Return every line of the listing below so that it matches the original exactly.

[Given records]
----------

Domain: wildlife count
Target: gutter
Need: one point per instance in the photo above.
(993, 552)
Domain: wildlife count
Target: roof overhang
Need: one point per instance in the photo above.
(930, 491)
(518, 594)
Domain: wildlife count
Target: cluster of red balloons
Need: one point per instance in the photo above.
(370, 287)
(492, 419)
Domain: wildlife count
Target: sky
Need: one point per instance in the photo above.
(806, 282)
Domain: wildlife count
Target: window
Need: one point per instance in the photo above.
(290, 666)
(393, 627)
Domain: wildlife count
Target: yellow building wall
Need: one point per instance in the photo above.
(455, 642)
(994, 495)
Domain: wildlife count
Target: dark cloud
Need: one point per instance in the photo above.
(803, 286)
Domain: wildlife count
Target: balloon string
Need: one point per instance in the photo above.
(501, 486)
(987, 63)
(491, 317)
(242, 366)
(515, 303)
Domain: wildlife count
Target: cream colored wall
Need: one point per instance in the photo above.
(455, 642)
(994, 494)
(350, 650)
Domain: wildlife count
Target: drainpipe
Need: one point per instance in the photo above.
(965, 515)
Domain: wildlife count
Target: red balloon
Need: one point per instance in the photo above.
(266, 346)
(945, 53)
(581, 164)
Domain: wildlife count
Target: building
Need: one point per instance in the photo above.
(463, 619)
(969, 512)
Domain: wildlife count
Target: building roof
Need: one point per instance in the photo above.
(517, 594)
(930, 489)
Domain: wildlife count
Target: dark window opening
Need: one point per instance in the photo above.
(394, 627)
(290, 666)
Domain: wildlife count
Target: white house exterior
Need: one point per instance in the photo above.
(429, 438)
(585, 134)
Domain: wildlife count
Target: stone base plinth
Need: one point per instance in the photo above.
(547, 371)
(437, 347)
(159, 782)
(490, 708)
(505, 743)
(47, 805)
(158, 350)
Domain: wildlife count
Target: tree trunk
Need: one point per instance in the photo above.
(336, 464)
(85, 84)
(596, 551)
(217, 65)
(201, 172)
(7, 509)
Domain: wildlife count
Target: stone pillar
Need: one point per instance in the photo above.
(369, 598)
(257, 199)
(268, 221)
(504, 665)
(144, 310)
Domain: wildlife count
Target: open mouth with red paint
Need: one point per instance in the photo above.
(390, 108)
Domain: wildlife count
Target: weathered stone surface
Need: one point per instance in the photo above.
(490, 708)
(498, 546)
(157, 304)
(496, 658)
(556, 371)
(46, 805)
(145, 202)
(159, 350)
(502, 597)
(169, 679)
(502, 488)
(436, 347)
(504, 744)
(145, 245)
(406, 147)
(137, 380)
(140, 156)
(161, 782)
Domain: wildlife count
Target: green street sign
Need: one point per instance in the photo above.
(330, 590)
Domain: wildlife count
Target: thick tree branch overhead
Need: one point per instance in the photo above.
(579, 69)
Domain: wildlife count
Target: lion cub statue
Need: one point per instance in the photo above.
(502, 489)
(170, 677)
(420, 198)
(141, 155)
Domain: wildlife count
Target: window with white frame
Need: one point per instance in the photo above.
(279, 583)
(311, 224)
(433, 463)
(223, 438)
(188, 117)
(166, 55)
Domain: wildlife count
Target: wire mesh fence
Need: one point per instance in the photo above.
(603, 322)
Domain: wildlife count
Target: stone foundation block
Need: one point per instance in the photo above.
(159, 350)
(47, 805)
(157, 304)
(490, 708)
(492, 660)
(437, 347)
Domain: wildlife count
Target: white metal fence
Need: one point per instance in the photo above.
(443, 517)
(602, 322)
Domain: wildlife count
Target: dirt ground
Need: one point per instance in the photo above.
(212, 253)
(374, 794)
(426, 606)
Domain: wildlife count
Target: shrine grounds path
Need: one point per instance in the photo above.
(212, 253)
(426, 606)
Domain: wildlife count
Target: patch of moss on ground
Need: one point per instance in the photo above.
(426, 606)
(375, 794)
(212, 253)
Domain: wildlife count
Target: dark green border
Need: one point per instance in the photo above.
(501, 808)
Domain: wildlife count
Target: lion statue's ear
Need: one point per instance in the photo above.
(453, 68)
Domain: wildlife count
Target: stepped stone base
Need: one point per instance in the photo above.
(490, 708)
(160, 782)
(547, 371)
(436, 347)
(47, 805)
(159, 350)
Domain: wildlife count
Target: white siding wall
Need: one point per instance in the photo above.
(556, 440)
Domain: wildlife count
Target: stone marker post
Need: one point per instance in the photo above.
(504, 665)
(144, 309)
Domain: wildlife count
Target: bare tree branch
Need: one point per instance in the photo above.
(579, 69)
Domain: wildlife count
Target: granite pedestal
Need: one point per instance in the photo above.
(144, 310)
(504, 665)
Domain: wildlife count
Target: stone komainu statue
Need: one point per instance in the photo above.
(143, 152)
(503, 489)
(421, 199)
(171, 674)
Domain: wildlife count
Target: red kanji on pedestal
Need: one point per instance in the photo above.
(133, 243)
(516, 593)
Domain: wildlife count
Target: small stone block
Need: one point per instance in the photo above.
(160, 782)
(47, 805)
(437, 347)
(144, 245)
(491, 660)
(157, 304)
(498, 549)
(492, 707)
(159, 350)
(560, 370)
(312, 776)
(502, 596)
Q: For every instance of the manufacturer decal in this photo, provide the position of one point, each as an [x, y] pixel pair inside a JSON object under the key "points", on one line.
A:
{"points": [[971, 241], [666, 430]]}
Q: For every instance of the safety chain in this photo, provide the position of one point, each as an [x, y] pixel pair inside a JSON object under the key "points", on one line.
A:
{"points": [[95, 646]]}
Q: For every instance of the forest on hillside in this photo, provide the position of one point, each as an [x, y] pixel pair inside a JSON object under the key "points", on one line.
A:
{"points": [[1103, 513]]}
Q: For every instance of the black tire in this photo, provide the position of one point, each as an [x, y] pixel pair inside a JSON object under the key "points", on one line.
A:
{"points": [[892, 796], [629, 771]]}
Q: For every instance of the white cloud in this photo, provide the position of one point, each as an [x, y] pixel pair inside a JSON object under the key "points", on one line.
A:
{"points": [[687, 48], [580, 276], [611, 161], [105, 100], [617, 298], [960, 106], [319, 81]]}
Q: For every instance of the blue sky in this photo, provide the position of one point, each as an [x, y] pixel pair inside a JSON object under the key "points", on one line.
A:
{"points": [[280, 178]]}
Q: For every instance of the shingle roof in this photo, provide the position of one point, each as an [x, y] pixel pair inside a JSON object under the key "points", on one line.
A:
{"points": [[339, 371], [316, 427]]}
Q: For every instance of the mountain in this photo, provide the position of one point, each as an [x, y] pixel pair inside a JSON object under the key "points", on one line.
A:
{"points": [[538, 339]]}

----------

[Response to this exercise]
Domain: wildlife count
Target: gutter
Need: one point per instance in the photo above.
(993, 552)
Domain: wildlife count
Target: roof overhang
Need: one point per instance in the photo above.
(930, 491)
(518, 594)
Domain: wildlife count
Target: cluster of red balloons
Need: one point per instance in the photo above.
(370, 287)
(492, 419)
Domain: wildlife count
Target: sky
Need: one point per instance in the photo above.
(806, 282)
Domain: wildlife count
Target: window
Need: one point per instance in the photo above.
(290, 666)
(393, 627)
Domain: wildlife count
Target: yellow building wall
Need: one point per instance in the photo above.
(455, 642)
(994, 495)
Domain: wildlife count
Target: dark cloud
Need: one point per instance in the photo above.
(803, 286)
Domain: wildlife count
Target: balloon string
Need: one point per instance in the photo above.
(501, 486)
(987, 63)
(491, 317)
(242, 366)
(515, 303)
Domain: wildlife count
Target: cream colored wall
Need: one point per instance in the photo above.
(455, 642)
(994, 494)
(350, 650)
Domain: wildlife count
Target: drainpipe
Need: one point per instance in the photo above.
(965, 515)
Domain: wildlife count
Target: red balloon
Need: one point per instance in the photo above.
(266, 346)
(945, 53)
(581, 164)
Domain: wildlife count
Target: building
Need: one point per instance in the photo above.
(463, 619)
(969, 512)
Domain: wildlife count
Target: building roof
Need: one point per instance in the photo above.
(517, 594)
(930, 489)
Domain: wildlife count
Target: dark window opening
Need: one point per instance in the photo above.
(394, 627)
(290, 666)
Domain: wildlife count
Target: white house exterior
Need: one point per instance in the photo above.
(429, 438)
(585, 134)
Domain: wildlife count
Target: stone base plinth
Need: one point per instance in the photo above.
(547, 371)
(437, 347)
(159, 782)
(490, 708)
(505, 743)
(47, 805)
(158, 350)
Domain: wildlife count
Target: tree trunk
Need: one point per instance in the photo above.
(336, 464)
(85, 84)
(596, 551)
(217, 65)
(201, 172)
(7, 509)
Domain: wildlife count
Target: stone pillar
Need: one point per instance in the photo above.
(369, 598)
(257, 199)
(268, 221)
(504, 665)
(144, 310)
Domain: wildlife count
Target: open mouth with red paint
Need: one point per instance in the photo above.
(390, 108)
Domain: wildlife count
Target: weathered stone surface
Need: one point per instance in the photo above.
(490, 708)
(498, 546)
(157, 304)
(496, 658)
(556, 371)
(46, 805)
(145, 202)
(159, 350)
(502, 597)
(169, 679)
(502, 488)
(436, 347)
(504, 744)
(145, 245)
(406, 147)
(137, 380)
(140, 156)
(161, 782)
Domain: wildlife count
Target: green street sign
Need: one point per instance in the photo above.
(330, 590)
Domain: wildlife count
Target: thick tree branch overhead
Need: one point per instance in the photo above.
(579, 69)
Domain: wildlife count
Target: lion cub statue
Need: one point per instance in the photo above.
(502, 489)
(170, 677)
(420, 198)
(141, 155)
Domain: wildlife count
Target: window with white frame
Need: one point per instance in the photo above.
(279, 583)
(311, 224)
(433, 463)
(223, 438)
(188, 117)
(166, 55)
Domain: wildlife count
Target: wire mesh fence
Need: one point per instance in the photo above.
(603, 322)
Domain: wildlife count
Target: stone foundation block
Need: one point per instance in the photo above.
(159, 350)
(47, 805)
(157, 304)
(490, 708)
(492, 660)
(437, 347)
Domain: wildlife count
Target: white metal fence
Need: one point per instance in the photo above.
(443, 517)
(602, 322)
Domain: wildlife count
Target: dirt ground
Need: one point per instance in the photo above.
(212, 253)
(374, 794)
(426, 606)
Domain: wildlife count
Target: shrine grounds path
Need: one point per instance in the photo above.
(212, 253)
(426, 606)
Domain: wildlife count
Target: patch of moss on ground
Need: one point per instance in the photo above.
(426, 606)
(375, 794)
(212, 253)
Domain: wildlife count
Target: dark green border
Need: one point per instance in the photo above.
(501, 808)
Domain: wildlife count
Target: lion statue's ear
Need: one point per instance in the photo above.
(453, 68)
Domain: wildlife count
Target: stepped stone base
Need: one point per instance in the photo above.
(490, 708)
(160, 782)
(547, 371)
(436, 347)
(47, 805)
(159, 350)
Domain: wildlife count
Target: white siding wall
Need: one point per instance in the photo above.
(556, 440)
Domain: wildlife count
Target: stone marker post
Need: one point per instance in the photo above.
(504, 665)
(144, 309)
Domain: wildlife count
Target: bare tree branch
Need: one point per instance in the photo above.
(579, 69)
Domain: wildlife count
Target: granite pedestal
Need: one point per instance in the photo above.
(144, 310)
(504, 665)
Domain: wildlife count
Target: stone komainu statue
Need: one point per instance in the photo above.
(143, 152)
(503, 489)
(421, 199)
(171, 674)
Domain: wildlife count
Target: red kanji on pedestal
Need: one point per instance in the photo above.
(133, 243)
(516, 593)
Domain: wildlife count
Target: small stone block
Need: one point per instance in the photo above.
(160, 782)
(47, 805)
(437, 347)
(144, 245)
(491, 660)
(157, 304)
(498, 549)
(492, 707)
(159, 350)
(560, 370)
(312, 776)
(502, 596)
Q: For every instance of the manufacturer decal in this photo, provide the position of one point, each as an [x, y] pixel pair inside a JSON object under the key "points", on one line.
A:
{"points": [[971, 241], [666, 430]]}
Q: For every instance of the safety chain in this photo, provide the position of one point, each as an [x, y] pixel pair inside a JSON object under the key "points", on one line.
A:
{"points": [[95, 646]]}
Q: For every instance of the forest on hillside in this photo, provide the position of one point, each as an [x, y] pixel pair inside a JSON object under the key "points", on one line.
A:
{"points": [[1103, 513]]}
Q: For every instance of the black tire in this photo, provide the position of one point, each as an [x, y] pixel pair inside a JSON object under the key "points", on one line.
A:
{"points": [[892, 796], [629, 771]]}
Q: For every instance of the white cloud in this photo, provide the position of one point, each as an [x, y] pixel pair inside a JSON object under the key "points", on one line.
A:
{"points": [[687, 48], [580, 276], [611, 161], [105, 100], [617, 298], [960, 106], [319, 81]]}
Q: For every instance of the blue sky in this photo, provide the position of one point, each as an [x, y] pixel pair inside a JSON object under the key "points", on one line.
A:
{"points": [[280, 178]]}
Q: For every instance of the shingle roof in this photo, provide the position of one point, each as an [x, y] pixel pair inside a JSON object under the key "points", on one line.
A:
{"points": [[339, 371], [316, 427]]}
Q: For every instance of the mountain in this photo, provide the position of one point, each as an [x, y] pixel pair inside a JSON object under the key "points", on one line.
A:
{"points": [[538, 339]]}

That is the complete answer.